Text section:
- - - -

Hands On Academics

9 Jan

I hear and I forget. I see and I remember. I do and I understand.

- Confucius

Research has shown that Confucius was on the right track. Students who participate in active, hands-on learning often retain three  and a half times more information then they do in a traditional lecture format. And not only is retention greater, but students also get the real-world experience that employers are always looking for.

At Merrimack, we believe that the deepest learning occurs when you’re fully immersed in the experience. Meet some Merrimack students who are doing just that by applying academic content to real-world issues.

JOHN, Class of 2014JohnP  – Major: Athletic Training

“I love sports and played high school football until I was sidelined with an injury. When it came to majors, I knew I wanted to help those with injuries return to the game.”

At Merrimack, John serves as an essential member of the Athletic Training team – spending time rehabbing football players in the brand-new Sports Medicine Complex, as well as on the sidelines of many sporting events. “Athletic Training majors are required to have 1,000 hours of experience – with 900 of those hours being completely hands-on.”

But the hands-on academics don’t begin and end at Merrimack. Last year, John traveled with a team of students to Haiti to help out with medical care. “It was an amazing trip. I met (and helped) so many incredible people. It was a life-changing opportunity.”

As for John’s future? He’s preparing to graduate in May and says, “I feel well-prepared by all the field work. And that helps as I get ready to start applying to jobs and start my career.”

 

KELLY, Class of 2015 - Major: Human Development

kelly

After working a steady babysitting job throughout high school, Kelly knew that she wanted to be in a career helping children learn and grow. Through her studies, she has been able to do just that – and gain hands-on experience through her work at local elementary schools.

Kelly’s coursework included a position at the Emily G. Wetherbee Elementary School in Lawrence, Massachusetts, where,  each week, she taught science courses to elementary students. “The first day I walked into the classroom, I was inspired. Each week after that – I looked forward to creating my own lesson plans, and adopting their classroom as my own.”

Her practical knowledge gained from the classroom has made her better understand the curriculum and how her students adapted to it. “The students were excited to learn – and that was so encouraging for a first-time teacher. Plus, next year I will get to start over at a new school with new experiences.”

- - - -

The data:

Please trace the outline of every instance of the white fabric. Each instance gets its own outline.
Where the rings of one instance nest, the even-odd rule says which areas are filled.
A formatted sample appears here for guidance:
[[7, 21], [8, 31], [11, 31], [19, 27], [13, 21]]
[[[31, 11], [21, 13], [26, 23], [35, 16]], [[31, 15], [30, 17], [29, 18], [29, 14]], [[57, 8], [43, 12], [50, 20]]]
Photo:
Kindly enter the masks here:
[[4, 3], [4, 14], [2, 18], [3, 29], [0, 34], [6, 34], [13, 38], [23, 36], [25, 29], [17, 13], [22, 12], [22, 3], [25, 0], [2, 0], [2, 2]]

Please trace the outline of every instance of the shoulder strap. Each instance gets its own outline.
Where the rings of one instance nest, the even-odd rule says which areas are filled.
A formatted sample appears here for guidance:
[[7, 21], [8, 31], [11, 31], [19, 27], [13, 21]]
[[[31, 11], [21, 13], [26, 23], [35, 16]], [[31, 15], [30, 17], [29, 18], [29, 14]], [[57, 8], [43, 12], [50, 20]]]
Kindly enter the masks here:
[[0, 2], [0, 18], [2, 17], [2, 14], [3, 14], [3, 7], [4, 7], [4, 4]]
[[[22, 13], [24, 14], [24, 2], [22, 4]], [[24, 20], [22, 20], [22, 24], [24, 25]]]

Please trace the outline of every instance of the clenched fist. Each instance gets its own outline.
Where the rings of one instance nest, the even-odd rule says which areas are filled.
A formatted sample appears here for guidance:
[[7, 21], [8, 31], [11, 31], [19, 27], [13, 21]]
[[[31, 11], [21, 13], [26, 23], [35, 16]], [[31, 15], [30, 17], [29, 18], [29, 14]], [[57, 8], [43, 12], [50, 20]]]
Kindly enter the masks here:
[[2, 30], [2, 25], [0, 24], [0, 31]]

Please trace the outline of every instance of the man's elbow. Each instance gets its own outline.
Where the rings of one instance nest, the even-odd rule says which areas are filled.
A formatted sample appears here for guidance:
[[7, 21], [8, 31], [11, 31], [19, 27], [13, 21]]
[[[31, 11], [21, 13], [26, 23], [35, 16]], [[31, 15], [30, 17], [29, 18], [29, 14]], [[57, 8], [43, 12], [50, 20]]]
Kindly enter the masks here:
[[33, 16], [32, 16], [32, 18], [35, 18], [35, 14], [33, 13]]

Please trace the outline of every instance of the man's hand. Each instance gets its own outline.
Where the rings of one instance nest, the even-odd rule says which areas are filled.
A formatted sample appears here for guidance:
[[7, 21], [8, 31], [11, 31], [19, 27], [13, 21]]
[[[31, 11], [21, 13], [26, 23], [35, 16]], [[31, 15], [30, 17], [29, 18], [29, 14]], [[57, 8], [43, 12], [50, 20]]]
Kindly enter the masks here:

- - - -

Work instruction A: Please duplicate the part of the hands-on academics text that opens with the words containing "- Confucius" and closes with "to real-world issues.".
Work instruction B: Summarize the hands-on academics text in two sentences.

Result A:
- Confucius

Research has shown that Confucius was on the right track. Students who participate in active, hands-on learning often retain three  and a half times more information then they do in a traditional lecture format. And not only is retention greater, but students also get the real-world experience that employers are always looking for.

At Merrimack, we believe that the deepest learning occurs when you’re fully immersed in the experience. Meet some Merrimack students who are doing just that by applying academic content to real-world issues.

Result B: Research shows that students in active, hands-on learning retain more information than in a traditional lecture format and also gain real-world experience, and Merrimack believes the deepest learning comes from full immersion. The text profiles two students: John, an Athletic Training major who rehabs football players and traveled to Haiti to help with medical care, and Kelly, a Human Development major who taught science each week at an elementary school in Lawrence, Massachusetts.